§ GIVEN TASK:
Copy each of the records below word for word, leaving out the pictures.
═════ SUPPLIED INFORMATION ═════
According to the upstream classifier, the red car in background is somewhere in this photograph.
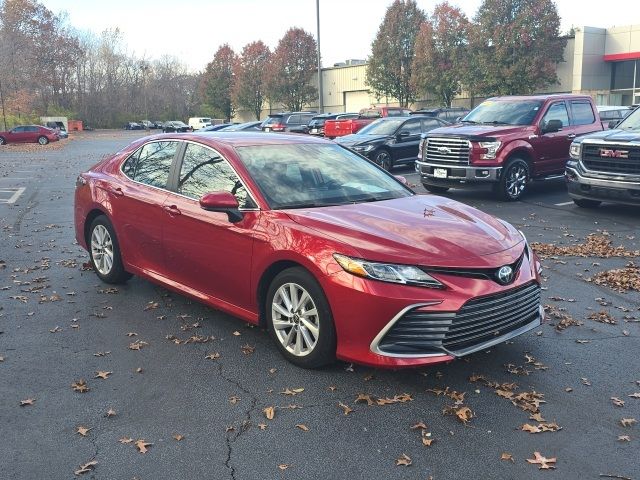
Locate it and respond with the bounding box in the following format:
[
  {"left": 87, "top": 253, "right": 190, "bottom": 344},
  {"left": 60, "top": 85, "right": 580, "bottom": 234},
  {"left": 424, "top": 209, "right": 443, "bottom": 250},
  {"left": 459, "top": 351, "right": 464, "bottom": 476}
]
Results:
[
  {"left": 75, "top": 132, "right": 543, "bottom": 368},
  {"left": 0, "top": 125, "right": 60, "bottom": 145}
]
═════
§ SOLUTION TO THIS TASK:
According to the upstream classifier, the red car in background is somewhere in this photograph.
Locate it and respond with the bounding box in the following format:
[
  {"left": 87, "top": 253, "right": 190, "bottom": 344},
  {"left": 60, "top": 85, "right": 580, "bottom": 234},
  {"left": 424, "top": 209, "right": 443, "bottom": 250},
  {"left": 459, "top": 351, "right": 464, "bottom": 476}
]
Results:
[
  {"left": 75, "top": 132, "right": 543, "bottom": 368},
  {"left": 0, "top": 125, "right": 60, "bottom": 145}
]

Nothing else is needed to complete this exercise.